(REQUIREMENTS): Copy the data below, starting at the line containing "the wooden window" and ending at the line containing "[(440, 67), (513, 57)]", with the request lines included. Shift every answer coordinate by adding -96 to each number, and leave the sample coordinates in the request unchanged.

(MATERIAL):
•••••

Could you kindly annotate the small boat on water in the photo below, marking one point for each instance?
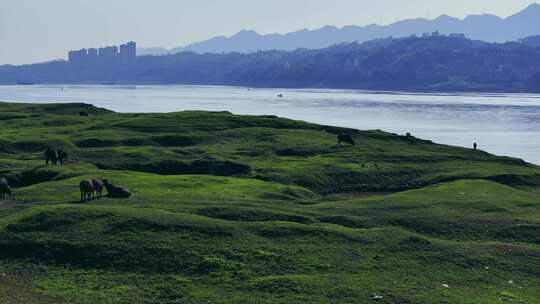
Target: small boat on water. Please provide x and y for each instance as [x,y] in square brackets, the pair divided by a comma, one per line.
[24,82]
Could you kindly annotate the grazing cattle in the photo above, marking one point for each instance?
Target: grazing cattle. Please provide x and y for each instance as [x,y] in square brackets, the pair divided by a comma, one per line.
[98,187]
[51,156]
[62,156]
[87,190]
[5,190]
[345,138]
[116,192]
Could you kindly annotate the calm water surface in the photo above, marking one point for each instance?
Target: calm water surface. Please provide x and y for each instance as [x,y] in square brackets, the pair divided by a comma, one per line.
[504,124]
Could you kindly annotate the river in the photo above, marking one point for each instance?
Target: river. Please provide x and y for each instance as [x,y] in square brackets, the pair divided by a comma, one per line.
[503,124]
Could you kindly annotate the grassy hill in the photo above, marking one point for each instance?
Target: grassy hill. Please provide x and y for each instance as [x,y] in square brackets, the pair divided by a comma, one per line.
[241,209]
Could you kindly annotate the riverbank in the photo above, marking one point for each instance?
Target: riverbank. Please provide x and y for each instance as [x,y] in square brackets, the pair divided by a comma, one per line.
[257,209]
[457,120]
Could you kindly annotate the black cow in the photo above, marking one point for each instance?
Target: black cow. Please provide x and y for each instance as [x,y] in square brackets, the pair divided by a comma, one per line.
[98,187]
[5,190]
[87,190]
[62,156]
[345,138]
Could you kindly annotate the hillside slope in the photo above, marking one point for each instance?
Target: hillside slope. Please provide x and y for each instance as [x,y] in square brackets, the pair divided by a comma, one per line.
[240,209]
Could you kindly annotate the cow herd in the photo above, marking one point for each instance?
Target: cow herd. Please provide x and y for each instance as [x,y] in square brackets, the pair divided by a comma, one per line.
[5,190]
[93,189]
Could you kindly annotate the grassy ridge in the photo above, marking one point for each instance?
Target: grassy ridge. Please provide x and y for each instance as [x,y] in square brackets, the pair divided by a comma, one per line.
[238,209]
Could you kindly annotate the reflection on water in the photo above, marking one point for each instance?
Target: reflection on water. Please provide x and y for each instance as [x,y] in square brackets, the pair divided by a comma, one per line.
[505,124]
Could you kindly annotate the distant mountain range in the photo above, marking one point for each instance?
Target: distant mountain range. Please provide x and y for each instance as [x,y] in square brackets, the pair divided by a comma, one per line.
[438,63]
[489,28]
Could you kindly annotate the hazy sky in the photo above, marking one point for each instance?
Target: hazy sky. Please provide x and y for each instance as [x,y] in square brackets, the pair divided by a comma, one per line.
[39,30]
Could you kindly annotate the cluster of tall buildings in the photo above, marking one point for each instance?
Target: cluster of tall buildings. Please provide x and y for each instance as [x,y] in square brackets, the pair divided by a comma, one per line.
[126,53]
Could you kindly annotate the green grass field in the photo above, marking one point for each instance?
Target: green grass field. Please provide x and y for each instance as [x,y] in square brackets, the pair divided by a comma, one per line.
[242,209]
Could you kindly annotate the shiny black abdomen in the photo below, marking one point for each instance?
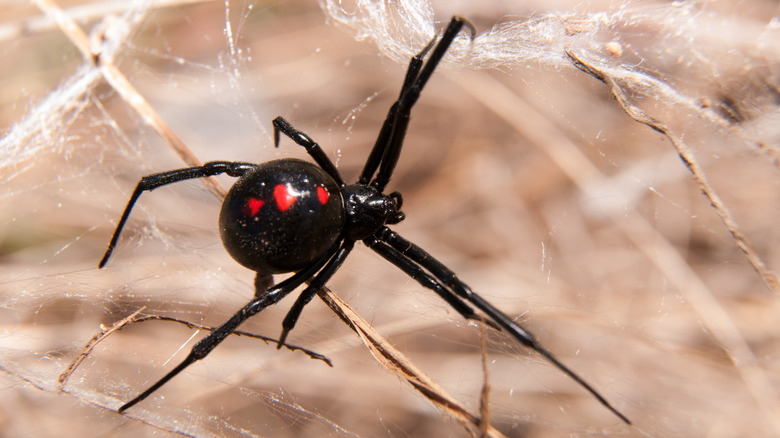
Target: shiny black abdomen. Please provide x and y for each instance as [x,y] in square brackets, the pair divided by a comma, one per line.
[281,216]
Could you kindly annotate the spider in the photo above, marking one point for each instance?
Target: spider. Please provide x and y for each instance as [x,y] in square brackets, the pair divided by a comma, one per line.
[289,215]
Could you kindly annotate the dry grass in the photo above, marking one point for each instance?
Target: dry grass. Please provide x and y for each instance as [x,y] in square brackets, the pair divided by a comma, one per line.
[533,184]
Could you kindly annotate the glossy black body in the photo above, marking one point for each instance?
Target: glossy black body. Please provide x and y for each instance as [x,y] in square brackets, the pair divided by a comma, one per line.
[275,235]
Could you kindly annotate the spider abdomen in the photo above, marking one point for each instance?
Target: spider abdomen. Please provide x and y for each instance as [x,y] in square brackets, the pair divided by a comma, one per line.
[281,216]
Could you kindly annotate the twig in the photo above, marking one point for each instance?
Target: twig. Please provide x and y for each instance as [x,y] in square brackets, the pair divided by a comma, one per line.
[768,277]
[397,363]
[102,334]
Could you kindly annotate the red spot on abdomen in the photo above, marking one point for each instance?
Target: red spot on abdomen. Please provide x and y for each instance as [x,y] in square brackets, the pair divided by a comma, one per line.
[284,199]
[252,207]
[322,195]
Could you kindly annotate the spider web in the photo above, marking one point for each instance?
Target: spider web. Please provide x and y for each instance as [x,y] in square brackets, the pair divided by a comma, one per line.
[543,164]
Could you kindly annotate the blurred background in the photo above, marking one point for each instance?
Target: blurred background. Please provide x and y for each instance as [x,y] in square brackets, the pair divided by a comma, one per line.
[520,172]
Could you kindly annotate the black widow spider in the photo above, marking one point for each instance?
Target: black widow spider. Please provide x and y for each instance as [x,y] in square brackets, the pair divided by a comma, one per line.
[289,215]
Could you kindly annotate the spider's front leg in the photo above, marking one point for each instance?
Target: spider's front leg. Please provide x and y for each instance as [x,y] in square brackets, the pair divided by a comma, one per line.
[419,258]
[151,182]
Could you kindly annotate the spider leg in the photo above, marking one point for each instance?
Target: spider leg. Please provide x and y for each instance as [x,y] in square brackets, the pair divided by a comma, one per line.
[260,302]
[311,290]
[314,150]
[419,256]
[375,157]
[151,182]
[426,280]
[398,117]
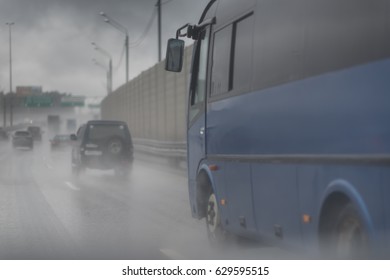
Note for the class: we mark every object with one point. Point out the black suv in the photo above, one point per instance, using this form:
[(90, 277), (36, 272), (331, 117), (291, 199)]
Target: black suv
[(102, 145), (35, 132)]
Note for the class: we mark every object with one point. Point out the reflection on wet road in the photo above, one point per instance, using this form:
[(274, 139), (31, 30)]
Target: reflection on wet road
[(46, 213)]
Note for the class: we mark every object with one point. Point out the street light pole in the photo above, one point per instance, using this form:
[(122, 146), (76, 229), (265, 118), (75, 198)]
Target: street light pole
[(124, 30), (109, 74), (159, 28), (10, 72)]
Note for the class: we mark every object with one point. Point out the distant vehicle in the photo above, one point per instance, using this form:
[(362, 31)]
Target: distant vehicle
[(60, 141), (3, 135), (288, 133), (103, 145), (36, 132), (53, 124), (71, 124), (22, 138)]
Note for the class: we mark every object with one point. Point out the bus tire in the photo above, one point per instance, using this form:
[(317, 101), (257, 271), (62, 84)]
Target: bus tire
[(348, 236), (215, 232)]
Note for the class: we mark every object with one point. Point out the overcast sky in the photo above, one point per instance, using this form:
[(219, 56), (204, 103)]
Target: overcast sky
[(51, 40)]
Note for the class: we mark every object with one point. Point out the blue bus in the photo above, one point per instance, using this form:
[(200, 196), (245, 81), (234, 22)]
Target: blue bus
[(289, 123)]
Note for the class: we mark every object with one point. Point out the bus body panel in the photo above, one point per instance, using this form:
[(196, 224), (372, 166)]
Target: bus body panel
[(311, 120)]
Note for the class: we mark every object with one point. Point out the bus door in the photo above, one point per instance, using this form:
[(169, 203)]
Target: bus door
[(196, 107)]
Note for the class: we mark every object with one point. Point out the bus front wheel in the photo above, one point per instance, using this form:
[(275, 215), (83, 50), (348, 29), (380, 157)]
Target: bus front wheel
[(348, 237)]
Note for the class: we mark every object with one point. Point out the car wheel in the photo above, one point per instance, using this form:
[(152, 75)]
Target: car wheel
[(348, 237), (122, 172), (215, 232), (115, 146)]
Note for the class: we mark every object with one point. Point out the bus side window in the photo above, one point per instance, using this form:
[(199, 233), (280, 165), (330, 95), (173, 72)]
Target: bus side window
[(221, 61), (232, 57), (243, 49), (198, 92)]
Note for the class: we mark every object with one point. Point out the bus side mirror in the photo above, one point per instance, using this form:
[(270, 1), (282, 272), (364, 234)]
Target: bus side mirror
[(174, 56)]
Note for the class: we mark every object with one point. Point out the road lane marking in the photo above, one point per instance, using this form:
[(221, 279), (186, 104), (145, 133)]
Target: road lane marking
[(71, 186), (172, 254)]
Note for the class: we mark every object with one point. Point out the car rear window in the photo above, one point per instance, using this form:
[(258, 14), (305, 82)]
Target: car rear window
[(104, 131), (34, 129), (22, 133)]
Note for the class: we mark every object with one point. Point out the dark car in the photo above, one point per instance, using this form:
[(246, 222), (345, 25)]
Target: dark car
[(22, 138), (35, 132), (60, 141), (103, 145)]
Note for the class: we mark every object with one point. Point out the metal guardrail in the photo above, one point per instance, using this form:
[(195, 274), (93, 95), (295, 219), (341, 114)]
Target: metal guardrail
[(174, 150)]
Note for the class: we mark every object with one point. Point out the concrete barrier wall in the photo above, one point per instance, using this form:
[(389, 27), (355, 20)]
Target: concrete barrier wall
[(153, 104)]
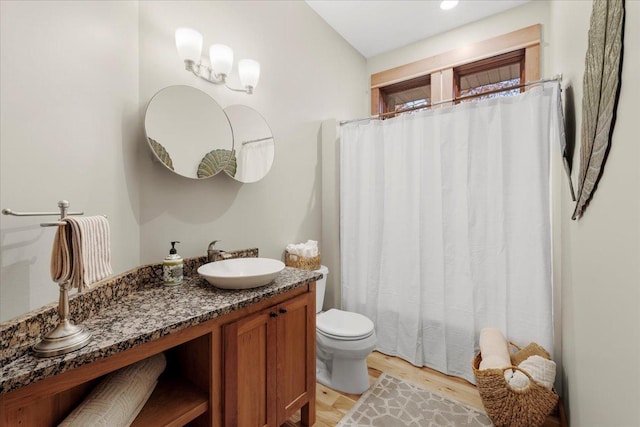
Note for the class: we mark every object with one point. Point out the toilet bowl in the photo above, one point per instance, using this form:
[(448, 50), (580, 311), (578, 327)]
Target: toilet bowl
[(343, 342)]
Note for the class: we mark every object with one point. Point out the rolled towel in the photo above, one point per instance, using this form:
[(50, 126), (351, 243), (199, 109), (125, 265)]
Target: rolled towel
[(118, 399), (494, 349), (543, 371), (82, 251)]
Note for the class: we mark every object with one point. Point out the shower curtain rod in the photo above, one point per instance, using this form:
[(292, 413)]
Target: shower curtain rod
[(558, 79)]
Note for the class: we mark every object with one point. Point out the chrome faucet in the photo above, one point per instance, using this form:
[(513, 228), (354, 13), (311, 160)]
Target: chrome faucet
[(214, 254)]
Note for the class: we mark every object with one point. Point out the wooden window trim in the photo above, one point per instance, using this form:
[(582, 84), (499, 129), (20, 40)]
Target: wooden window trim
[(440, 67), (513, 57)]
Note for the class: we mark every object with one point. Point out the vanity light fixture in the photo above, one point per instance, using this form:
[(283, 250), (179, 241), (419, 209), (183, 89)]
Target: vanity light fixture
[(189, 44), (448, 4)]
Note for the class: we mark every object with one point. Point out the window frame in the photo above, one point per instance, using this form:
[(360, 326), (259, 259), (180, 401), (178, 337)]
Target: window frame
[(440, 68)]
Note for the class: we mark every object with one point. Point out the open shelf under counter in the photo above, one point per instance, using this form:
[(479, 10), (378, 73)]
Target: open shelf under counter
[(174, 402)]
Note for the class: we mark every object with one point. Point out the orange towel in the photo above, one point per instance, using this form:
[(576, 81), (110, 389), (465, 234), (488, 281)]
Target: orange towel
[(82, 251)]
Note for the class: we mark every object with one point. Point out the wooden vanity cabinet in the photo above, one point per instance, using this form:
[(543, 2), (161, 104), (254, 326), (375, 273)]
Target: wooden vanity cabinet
[(269, 365), (252, 367)]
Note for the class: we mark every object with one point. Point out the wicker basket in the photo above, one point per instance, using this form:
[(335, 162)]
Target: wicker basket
[(528, 407), (304, 263)]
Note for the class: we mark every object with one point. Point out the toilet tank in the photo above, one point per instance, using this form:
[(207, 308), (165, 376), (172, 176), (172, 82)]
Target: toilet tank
[(321, 286)]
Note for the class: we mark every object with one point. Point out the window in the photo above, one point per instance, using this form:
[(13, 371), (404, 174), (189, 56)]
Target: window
[(409, 94), (490, 75), (503, 61)]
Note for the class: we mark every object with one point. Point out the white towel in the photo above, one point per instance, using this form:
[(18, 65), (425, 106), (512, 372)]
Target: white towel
[(118, 399), (494, 349), (82, 251), (543, 371)]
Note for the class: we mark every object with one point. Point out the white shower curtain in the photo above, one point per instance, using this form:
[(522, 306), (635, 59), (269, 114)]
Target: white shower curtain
[(445, 227)]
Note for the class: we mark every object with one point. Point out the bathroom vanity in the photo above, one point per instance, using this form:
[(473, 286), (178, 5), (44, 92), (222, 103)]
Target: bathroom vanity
[(234, 357)]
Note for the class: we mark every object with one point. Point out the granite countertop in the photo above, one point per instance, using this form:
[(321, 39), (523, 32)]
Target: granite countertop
[(146, 314)]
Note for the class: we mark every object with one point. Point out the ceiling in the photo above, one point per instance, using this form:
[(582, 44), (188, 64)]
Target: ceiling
[(377, 26)]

•••••

(WRITTEN ANSWER):
Note for the class: we mark every object with one point. Point out the wooden window trim in the photo above, one point per instance, using this form:
[(582, 84), (499, 129), (20, 40)]
Target: wooden window trim
[(344, -29), (417, -39)]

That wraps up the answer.